[START OF Material]

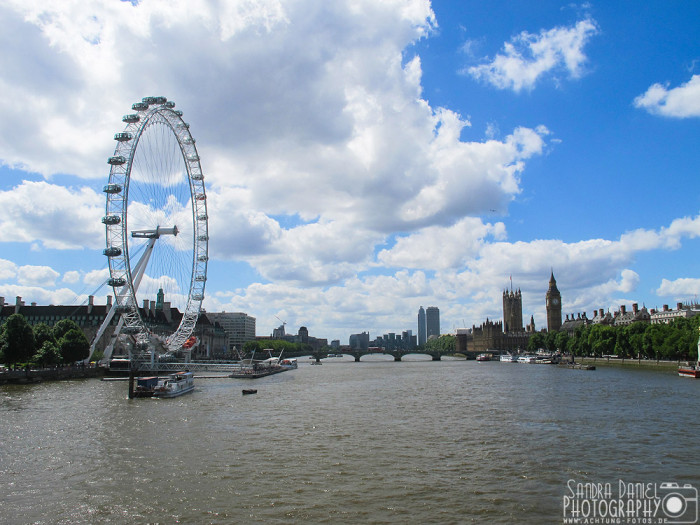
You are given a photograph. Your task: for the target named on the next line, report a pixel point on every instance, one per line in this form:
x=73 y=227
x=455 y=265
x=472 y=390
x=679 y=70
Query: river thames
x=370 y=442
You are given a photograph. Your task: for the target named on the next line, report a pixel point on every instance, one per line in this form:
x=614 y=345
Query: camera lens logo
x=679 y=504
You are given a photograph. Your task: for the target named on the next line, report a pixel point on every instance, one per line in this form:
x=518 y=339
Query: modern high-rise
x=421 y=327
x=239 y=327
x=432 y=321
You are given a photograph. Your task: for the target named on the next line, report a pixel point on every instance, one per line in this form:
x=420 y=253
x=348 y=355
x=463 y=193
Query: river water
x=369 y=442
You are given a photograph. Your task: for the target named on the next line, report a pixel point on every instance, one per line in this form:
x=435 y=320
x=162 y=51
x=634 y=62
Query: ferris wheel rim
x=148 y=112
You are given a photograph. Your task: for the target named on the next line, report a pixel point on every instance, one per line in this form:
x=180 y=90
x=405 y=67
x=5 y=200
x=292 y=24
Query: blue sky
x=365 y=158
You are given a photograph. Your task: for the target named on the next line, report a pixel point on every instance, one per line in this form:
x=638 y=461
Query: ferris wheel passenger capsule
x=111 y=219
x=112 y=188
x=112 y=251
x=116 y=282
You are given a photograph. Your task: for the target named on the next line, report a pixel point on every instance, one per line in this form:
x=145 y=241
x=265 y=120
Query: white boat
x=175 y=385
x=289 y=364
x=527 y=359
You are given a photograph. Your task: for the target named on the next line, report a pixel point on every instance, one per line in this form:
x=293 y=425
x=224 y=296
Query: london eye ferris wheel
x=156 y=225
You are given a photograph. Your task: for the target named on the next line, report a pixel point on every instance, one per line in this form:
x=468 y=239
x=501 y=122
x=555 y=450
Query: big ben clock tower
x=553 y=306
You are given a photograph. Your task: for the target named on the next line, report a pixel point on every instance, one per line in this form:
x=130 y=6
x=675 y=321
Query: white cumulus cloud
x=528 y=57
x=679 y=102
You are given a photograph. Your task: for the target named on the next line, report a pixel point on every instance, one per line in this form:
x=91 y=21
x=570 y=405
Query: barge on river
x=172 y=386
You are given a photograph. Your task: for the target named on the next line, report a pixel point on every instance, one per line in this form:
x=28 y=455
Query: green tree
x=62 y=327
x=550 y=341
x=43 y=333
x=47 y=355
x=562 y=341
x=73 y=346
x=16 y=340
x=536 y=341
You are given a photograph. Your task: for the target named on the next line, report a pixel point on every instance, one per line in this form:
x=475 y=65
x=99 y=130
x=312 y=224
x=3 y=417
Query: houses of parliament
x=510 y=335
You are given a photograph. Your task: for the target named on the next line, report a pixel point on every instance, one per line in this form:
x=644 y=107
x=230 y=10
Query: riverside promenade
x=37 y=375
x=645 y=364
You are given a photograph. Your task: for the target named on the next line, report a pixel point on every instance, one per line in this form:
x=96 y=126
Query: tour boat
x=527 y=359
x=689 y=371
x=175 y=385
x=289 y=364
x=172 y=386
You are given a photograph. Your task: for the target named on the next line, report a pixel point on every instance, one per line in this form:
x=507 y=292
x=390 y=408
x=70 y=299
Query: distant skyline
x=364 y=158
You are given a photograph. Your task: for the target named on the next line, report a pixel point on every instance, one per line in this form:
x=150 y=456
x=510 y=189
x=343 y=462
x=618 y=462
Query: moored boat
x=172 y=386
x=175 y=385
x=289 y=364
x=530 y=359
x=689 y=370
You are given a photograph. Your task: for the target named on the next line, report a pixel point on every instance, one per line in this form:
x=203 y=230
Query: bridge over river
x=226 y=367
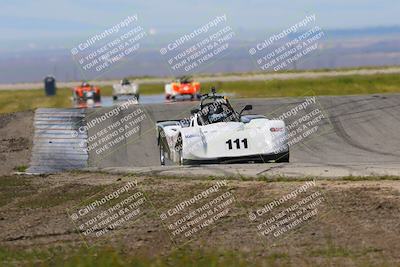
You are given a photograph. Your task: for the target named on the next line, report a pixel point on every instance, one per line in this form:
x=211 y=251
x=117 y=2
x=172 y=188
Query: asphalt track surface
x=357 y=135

[END OF Material]

Rescale everything from the start of the listing through the line holding "x=370 y=442", inclusive, and reproduce those lines with the requests intact. Multiply only the answer coordinates by 2.4, rounding to whole numbers with halves going up, and omit the pictures.

You are given a photograph. Your task: for the target named on the next line, report a pixel point on every instance, one per line in this form:
x=73 y=227
x=455 y=265
x=472 y=390
x=679 y=70
Query: river thames
x=888 y=1061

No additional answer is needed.